[BEGIN SOURCE TEXT]

Famed chef Gordon Ramsay has a show called "Kitchen Nightmares" where he rescues restaurants that are in trouble. There's a fair share of drama and spectacle in every episode but much of what he does is apply the same fundamental changes to every restaurant. And it's not silver bullets, it's just sound execution of basic, common sense practices. Keep the menu simple, make stuff fresh, keep the kitchen clean, keep service timely, keep spending under control, etc.
If you have a product that has traction in the market it's not necessary to try for silver bullet features. It's only necessary to get your ducks in a row and execute well. Execution tends to be multiplicative along every aspect. If you can deliver solid features AND solid usability AND solid performance AND solid reliability AND solid customer service then there's no reason why you shouldn't do well.
Ultimately I think the search for silver bullets comes out of a sense of denial. People like to think that the reason their restaurant is doing poorly is some external problem they have no control over, rather than because they. Don't clean their kitchen and their food is bland.
The same phenomenon occurs in online games like Starcraft. People in the lower leagues of Starcraft constantly go to message boards like the TeamLiquid forums and ask for advice on strategy, critiques of replays, etc. But in 99% of cases, basic fundamentals like always making workers, constantly producing out of existing production buildings before making new ones, and not becoming supply-blocked (a form of production bottleneck) are the real problem. But they have the same sort of denial you are referring to where they want to believe that if they just _knew_ something that they don't know, they could win.
It's actually kind of sad that these biases towards easy thoughts exist, because often the fundamentals are more accessible than the silver bullet is to any given practitioner. In other words, almost anyone can execute on fundamentals with practice, but the grand silver bullet strategies are often beyond the capabilities of a typical person.
I think thats a case of perceiving the basics to be to hard to properly execute on. Maxing out build orders in multiple buildings in multiple locations while optimally planning for expansion and getting the right balance of things being built is hard. I guess how this applies is that people want a short cut so they don't have to be the best they can be at the fundamentals.
I'm rather of the opinion they simply do not realize how important the fundamentals are. Fundamentals are not glamorous and easy to miss for the untrained eye, so when your enemy comes knocking with twice as many troops you are inclined to think they must be doing something special.
Starcraft actually makes the fundamentals deliberately difficult, note, which is one of the reasons it is so competitive but also one of the reasons it has such a steep learning curve. If you're a Zerg in SC2 you must program yourself every thirty seconds to go around to every hatch and inject larvae, every time, even in the middle of microing a battle. This is hard to do for most humans and even for professional gamers, and is one of the (many) things that drives me absolutely bats about SC2.

[END SOURCE TEXT]

• WORK TO DO:
**a)** In the discussion of fundamentals versus silver bullets, how often must a Zerg player in SC2 go around to every hatch and inject larvae?
**b)** Pick up the discussion of fundamentals versus silver bullets after its final sentence and carry it forward.

[BEGIN DATASET EXCERPT]

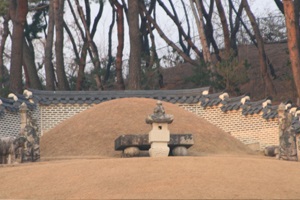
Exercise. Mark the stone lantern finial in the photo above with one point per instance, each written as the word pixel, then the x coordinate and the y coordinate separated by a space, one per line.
pixel 159 136
pixel 159 115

[END DATASET EXCERPT]

• RESPONSES TO THE TASKS:
**a)** Every thirty seconds.

**b)**
The thing that infuriates me about that particular example is it would take thirty seconds for someone at Blizzard to make that ability autocastable. But the analogous macro capabilities (Terran mules, Protoss chronoboost) are not so easily automated, and so everybody has to have this stupid timer in their heads. I like the Company of Heroes/Dawn of War 2 model better, where you can set something on "overwatch" which means the moment you have the resources, it will start building it. Not everything in DOW2 is overwatchable but a significant amount of the niggling details like troop reinforcement is, and it can really simplify things like "I want a Chimera ASAP". Even in DOW2 it isn't always appropriate--overwatch reinforcement can bleed resources you are banking to some higher tier unit dry--but it's nice to have the option.
I personally agree, but I suspect if Blizzard allowed enough of that sort of thing the nature of the game would become much more macro-focused, and what makes the game unique and great appears to be a balance between micro and macro.
well with the larvae example, you can have your queens in a group and then just spam-click the hatcheries on the minimap, or use a couple other techniques
but still i agree that it's going to be annoying because it has to keep ticking in your head regardless. in fact the annoying "economy" micro is the reason i got bored of the game and stopped playing. while i know i could get pretty darn good at the game if i practiced it with some seriousness, doing that was just more work than i would ever put into something that is supposed to be fun
The whole point is it's not about tightly optimized build orders or perfectly timed expansions.
- Make workers always. Corollary: when you are about to have too many workers for one base, build another base.
- Always be building out of production buildings. Corrolary: don't start new production buildings until you have too much money even maximally utilizing old buildings.
- Don't get supply blocked.
(Caveat: none of this applies perfectly to Zerg because it is just harder. But the joy of Starcraft is that there are two other races that weren't designed deliberately to be obtuse and difficult to play.)
If you can consistently do those three things you will be able to attack-move into the enemy's base right up to the 95th percentile of Starcraft players. It has nothing to do with maxing out build orders or any of that complicated stuff. It's the barest, simplest fundamentals that most people have a very poor grasp of that are both the easiest and most necessary ways to improve their game.
It's like someone who is not very good at basketball. If you wanted to tell them how to get better would you say, "You should learn the full court press, zone defense, give and go." Or would you say, "Learn how to shoot a basket. Learn how to make a pass." I would argue the latter is going to contribute more to being a good basketball player.
It's funny because in this example, there are silver bullets that show up every once in a while. Extremely overpowered and specific things you do in a very specific order (a build) which wins an overwhelming majority of the time. There are a few shortcuts, but they don't make you better in the long run, they allow you to exploit information asymmetry, temporarily.
In a DEC Press book covering the history of minicomputers (Gordon Bell was one of the authors as I recall), the most interesting observation was that the companies that survived let alone thrived in the frothy period for them were the ones that did an acceptable job of every essential thing.
E.g. make great hardware but don't document it well enough, you fail. DEC's forte at the time was CPUs, most of the rest wasn't so hot, but it was all good enough.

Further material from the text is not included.